=== What needs to be done ===
Carry the morning market update below forward from its final sentence.

Morning Update/ Market Thread 2/2

Good Morning,

Equity futures are down this morning, correcting yesterday’s schizoid parabolic run. The dollar is higher, having not quite made it all the way down to support yet, bonds are higher, oil is higher, gold is lower, and food commodities are zooming. Rice nearly hit lock limit up for the second day in a row yesterday, this morning corn is breaking out to new highs, while most other food commodities are rising strongly as well… ahh, the seeds of revolution… planted, of course, by Ben Bernanke and his banker boys.

The ridiculous MBA Purchase Applications Index rose a silly supposed 9.5% in the prior week – organizations and entities that can profit from economic data should not be allowed to disseminate it. A kid with a crayon could do a far better job, and at least he wouldn’t be biased. At least they admit it’s just noise:
Highlights
Flat is the best description for the housing sector right now. Mortgage applications did surge in the January 28 week but the comparison, the Mortgage Bankers Association notes, is against a shortened holiday week. MBA's look at the two weeks together shows purchase applications flat and refinance applications down 5%. Mortgage rates are steady and still historically low, at 4.81 percent for 30-year loans.

=== Record excerpts ===
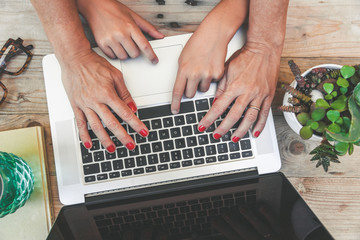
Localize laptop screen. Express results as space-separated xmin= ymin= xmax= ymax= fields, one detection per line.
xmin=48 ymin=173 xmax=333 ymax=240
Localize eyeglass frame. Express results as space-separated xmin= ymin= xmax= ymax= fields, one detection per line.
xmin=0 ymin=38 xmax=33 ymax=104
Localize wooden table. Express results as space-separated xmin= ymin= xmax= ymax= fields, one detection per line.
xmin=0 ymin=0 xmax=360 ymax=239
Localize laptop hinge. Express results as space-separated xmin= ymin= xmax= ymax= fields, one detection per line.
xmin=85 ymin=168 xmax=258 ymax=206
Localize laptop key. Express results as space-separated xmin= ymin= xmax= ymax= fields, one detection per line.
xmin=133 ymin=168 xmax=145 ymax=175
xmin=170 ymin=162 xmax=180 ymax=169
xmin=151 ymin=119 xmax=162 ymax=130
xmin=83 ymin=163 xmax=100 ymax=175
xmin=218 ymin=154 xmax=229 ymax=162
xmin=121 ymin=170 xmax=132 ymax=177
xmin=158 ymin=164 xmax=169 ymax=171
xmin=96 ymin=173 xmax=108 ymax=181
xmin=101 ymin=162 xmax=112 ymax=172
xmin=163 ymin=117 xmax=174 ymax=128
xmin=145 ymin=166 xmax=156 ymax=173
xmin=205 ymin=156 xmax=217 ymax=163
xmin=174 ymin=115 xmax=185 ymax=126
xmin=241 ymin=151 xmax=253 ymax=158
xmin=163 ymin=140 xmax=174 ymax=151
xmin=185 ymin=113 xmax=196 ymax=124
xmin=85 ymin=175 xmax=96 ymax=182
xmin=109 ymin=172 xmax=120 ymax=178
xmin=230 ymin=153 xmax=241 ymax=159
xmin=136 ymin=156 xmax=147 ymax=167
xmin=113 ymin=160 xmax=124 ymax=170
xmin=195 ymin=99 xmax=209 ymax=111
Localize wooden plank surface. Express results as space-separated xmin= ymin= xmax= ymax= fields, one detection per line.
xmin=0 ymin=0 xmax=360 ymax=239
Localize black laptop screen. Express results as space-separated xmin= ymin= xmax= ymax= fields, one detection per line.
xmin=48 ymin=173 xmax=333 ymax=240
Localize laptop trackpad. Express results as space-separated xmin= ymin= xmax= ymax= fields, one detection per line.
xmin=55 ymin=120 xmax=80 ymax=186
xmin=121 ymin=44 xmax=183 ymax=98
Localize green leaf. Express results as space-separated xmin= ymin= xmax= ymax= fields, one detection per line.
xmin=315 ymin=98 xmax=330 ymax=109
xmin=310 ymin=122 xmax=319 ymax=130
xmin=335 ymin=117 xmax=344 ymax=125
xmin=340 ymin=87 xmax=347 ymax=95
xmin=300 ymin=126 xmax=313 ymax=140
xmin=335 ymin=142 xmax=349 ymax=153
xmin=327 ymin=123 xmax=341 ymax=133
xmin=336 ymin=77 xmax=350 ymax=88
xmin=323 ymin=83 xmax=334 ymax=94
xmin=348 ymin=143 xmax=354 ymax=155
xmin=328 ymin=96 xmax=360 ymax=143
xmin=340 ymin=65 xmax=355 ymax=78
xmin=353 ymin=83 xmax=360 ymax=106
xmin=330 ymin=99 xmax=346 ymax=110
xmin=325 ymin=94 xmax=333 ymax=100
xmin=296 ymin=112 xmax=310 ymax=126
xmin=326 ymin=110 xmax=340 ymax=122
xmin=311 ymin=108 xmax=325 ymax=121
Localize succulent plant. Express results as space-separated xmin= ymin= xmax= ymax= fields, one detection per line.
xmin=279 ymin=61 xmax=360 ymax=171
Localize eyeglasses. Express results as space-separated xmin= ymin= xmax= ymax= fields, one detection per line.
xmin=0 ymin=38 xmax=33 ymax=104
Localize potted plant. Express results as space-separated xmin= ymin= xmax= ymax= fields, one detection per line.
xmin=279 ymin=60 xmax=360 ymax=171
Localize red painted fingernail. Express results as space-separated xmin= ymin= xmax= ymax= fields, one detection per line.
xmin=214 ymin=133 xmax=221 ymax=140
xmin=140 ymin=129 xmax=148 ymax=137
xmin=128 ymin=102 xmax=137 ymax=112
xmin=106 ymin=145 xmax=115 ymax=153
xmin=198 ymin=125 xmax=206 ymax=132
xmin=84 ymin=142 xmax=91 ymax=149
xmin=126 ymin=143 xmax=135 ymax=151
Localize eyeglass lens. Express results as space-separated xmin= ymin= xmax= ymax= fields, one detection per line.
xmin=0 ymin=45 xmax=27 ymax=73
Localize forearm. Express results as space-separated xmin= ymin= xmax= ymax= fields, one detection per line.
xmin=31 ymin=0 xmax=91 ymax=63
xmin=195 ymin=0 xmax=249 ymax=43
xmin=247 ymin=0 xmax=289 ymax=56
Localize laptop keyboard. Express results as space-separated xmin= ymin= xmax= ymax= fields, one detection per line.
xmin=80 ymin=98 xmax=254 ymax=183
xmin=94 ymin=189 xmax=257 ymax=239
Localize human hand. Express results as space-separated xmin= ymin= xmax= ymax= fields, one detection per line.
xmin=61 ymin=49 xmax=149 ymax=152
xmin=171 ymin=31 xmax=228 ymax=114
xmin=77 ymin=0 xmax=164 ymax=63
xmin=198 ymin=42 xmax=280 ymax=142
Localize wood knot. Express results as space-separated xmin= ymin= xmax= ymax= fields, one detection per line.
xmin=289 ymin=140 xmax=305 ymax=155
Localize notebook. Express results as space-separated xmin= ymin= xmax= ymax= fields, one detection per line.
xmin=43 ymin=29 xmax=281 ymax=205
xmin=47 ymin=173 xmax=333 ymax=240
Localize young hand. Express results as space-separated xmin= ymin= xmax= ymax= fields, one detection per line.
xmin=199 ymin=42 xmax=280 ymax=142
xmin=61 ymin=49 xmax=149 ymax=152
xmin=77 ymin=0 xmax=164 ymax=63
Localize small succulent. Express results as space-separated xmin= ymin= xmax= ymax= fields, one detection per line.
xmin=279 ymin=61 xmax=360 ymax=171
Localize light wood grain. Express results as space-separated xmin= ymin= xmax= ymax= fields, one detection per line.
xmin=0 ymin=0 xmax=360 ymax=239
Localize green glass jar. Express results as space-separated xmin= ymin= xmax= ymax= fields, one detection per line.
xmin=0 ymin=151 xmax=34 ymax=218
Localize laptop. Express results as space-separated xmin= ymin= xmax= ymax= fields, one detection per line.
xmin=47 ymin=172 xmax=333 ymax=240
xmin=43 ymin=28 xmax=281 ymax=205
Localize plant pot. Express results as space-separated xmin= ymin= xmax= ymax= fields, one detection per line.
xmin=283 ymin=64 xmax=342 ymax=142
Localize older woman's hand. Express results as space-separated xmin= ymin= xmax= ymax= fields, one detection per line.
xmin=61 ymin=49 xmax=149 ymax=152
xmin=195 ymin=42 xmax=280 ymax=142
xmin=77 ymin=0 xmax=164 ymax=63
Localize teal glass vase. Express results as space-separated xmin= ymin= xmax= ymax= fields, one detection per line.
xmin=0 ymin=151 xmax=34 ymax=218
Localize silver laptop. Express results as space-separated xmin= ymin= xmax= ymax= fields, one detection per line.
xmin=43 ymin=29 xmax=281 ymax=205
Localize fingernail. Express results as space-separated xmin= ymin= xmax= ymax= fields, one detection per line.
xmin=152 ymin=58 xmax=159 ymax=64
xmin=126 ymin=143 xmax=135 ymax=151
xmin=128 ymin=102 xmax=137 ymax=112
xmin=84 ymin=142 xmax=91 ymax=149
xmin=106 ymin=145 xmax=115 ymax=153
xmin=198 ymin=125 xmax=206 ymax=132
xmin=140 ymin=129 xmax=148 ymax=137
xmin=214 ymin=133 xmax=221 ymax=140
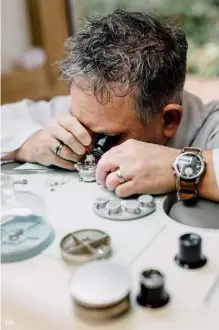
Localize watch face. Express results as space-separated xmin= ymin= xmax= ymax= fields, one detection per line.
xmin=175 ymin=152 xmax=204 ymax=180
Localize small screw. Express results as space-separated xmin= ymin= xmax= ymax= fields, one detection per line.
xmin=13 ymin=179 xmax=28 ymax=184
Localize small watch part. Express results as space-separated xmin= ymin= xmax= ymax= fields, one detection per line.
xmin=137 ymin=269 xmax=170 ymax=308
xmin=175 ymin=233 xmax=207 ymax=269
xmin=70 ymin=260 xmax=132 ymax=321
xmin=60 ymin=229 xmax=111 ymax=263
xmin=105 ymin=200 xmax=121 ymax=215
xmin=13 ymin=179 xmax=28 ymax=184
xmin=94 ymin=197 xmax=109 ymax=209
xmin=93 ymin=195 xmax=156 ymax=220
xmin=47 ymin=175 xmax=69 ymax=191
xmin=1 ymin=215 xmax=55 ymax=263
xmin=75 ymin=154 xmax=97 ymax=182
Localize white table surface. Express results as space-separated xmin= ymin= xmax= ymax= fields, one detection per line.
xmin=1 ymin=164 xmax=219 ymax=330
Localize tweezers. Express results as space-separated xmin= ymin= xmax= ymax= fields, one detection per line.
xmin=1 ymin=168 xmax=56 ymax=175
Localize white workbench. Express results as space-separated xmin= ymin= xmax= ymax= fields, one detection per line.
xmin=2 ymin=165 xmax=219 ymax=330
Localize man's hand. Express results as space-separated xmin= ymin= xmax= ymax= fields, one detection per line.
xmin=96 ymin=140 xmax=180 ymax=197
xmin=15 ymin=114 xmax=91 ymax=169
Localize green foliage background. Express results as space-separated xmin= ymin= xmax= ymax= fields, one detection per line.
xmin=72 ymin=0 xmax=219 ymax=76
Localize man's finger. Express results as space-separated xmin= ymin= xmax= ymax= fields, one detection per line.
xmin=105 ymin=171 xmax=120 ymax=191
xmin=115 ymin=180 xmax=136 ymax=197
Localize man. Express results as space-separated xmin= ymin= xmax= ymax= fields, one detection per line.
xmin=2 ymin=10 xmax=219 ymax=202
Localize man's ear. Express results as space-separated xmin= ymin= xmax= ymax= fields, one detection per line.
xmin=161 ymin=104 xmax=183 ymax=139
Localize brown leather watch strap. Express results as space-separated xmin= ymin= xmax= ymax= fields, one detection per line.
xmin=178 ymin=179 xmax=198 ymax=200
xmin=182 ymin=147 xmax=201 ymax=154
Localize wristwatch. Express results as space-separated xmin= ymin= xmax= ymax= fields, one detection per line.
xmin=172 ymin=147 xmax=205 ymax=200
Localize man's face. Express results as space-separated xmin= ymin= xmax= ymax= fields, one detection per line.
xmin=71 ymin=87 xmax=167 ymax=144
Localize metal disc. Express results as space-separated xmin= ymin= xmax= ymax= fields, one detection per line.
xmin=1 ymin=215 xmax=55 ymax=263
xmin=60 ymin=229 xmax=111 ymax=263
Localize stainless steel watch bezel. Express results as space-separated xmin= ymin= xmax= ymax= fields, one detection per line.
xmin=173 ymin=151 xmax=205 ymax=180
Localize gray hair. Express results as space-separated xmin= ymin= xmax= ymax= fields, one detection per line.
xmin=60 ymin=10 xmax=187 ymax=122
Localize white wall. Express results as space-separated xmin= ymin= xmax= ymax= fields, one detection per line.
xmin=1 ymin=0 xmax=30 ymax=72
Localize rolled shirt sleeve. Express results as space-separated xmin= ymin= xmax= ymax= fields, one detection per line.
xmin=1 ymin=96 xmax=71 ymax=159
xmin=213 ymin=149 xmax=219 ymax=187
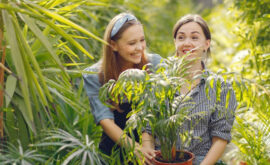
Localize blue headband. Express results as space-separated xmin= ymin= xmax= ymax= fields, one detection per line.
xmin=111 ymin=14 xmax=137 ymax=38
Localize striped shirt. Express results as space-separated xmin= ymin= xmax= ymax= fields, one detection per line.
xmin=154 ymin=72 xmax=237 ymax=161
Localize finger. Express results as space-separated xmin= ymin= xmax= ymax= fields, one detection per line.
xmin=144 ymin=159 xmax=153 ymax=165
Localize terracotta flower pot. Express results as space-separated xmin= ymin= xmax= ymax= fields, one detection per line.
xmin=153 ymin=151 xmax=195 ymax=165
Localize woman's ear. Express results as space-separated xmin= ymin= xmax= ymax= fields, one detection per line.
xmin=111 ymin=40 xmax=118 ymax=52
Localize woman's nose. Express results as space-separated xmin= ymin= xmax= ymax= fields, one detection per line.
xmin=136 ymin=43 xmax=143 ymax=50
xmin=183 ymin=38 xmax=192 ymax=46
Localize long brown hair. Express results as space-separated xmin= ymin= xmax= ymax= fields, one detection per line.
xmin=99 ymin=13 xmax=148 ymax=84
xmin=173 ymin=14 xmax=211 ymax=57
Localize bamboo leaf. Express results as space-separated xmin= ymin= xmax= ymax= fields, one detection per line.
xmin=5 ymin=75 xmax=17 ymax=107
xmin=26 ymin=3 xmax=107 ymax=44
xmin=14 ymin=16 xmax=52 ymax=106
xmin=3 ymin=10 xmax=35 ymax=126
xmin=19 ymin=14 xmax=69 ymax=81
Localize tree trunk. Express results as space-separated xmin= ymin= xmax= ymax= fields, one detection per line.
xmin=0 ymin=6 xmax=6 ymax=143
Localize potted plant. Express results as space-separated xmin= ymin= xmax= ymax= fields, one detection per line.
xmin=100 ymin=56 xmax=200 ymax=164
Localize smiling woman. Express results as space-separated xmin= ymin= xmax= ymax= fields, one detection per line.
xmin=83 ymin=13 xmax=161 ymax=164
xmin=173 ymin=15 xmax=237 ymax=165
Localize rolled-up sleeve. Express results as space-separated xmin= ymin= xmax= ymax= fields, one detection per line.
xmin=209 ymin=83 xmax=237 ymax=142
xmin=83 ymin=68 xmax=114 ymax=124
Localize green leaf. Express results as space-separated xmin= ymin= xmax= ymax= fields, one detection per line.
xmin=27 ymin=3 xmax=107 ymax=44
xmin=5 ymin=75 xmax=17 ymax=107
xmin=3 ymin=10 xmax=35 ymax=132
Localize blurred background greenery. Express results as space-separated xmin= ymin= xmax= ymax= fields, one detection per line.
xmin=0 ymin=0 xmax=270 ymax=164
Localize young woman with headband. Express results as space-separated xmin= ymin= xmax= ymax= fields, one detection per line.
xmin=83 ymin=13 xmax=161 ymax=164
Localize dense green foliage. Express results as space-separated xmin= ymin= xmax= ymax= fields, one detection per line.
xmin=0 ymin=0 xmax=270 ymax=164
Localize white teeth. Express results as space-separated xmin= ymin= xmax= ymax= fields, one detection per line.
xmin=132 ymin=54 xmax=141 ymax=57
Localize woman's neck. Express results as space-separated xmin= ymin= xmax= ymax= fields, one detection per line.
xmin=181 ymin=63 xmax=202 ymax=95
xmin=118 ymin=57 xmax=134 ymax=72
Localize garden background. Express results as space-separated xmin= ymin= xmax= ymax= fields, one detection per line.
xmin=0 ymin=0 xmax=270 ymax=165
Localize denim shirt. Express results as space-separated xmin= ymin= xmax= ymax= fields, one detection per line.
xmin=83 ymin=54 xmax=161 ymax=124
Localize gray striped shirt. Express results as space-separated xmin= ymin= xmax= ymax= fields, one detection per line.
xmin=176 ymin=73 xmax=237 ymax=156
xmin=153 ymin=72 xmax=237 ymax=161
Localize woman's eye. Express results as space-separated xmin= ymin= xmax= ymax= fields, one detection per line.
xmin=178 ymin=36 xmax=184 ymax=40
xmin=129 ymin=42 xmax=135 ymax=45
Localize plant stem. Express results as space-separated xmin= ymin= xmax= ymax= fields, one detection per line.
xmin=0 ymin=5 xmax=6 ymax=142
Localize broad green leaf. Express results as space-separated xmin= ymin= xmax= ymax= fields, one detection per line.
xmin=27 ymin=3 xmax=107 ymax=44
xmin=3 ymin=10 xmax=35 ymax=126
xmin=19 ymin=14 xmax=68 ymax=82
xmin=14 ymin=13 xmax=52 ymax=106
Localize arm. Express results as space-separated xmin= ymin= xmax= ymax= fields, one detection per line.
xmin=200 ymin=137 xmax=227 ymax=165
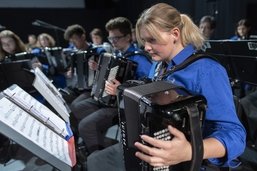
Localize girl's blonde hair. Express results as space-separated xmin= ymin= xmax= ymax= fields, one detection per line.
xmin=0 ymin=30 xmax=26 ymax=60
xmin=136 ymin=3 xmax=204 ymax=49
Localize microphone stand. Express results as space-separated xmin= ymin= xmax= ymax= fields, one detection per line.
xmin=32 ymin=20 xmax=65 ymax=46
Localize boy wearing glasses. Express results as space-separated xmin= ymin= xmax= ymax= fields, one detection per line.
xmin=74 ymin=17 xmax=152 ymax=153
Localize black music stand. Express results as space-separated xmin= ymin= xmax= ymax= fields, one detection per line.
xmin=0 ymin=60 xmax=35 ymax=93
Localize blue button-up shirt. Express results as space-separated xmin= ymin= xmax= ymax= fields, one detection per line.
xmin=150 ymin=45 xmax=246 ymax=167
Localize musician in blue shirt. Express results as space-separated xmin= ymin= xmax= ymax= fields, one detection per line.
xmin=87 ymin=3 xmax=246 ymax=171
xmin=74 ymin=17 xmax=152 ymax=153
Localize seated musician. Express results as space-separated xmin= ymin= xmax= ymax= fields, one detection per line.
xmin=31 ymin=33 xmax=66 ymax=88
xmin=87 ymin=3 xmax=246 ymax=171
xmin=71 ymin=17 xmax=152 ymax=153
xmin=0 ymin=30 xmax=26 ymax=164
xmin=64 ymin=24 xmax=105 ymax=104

=== Solved exercise ===
The “Challenger” Job-Cut Report rose in January to 38,519 from December’s 32,004. Always on the lookout for something positive to spin, this is a better number than for January’s in recent history, so we’ll talk about that:
Highlights
Challenger reports the fewest layoff announcements, 38,519, for any January since its series began in 1993. Challenger also counts hiring intentions which are strong at 29,492 and led by retail's 10,925. The latter compares with only 600 in January last year. This report points to strength for Friday's jobs report. ADP's estimate for private payrolls will be posted at 8:15 a.m. ET.

ADP’s Private Payrolls report showed a decline from 297,000 phony jobs to 187,000 phony jobs. This report is as worthless as the day is long. Still, people with very low wattage bulbs use this data to set their expectations – note how badly they missed versus the BLS last month (again), and how they now armed with hindsight lower last month’s GUESS by 50,000:
Highlights
ADP's count of U.S. private payrolls slowed in January to plus 187,000 from a downwardly revised 247,000 in December (297,000 first reported). ADP missed badly in December, forecasting strength in what turned out to be weak results. Markets are showing no significant reaction to today's report.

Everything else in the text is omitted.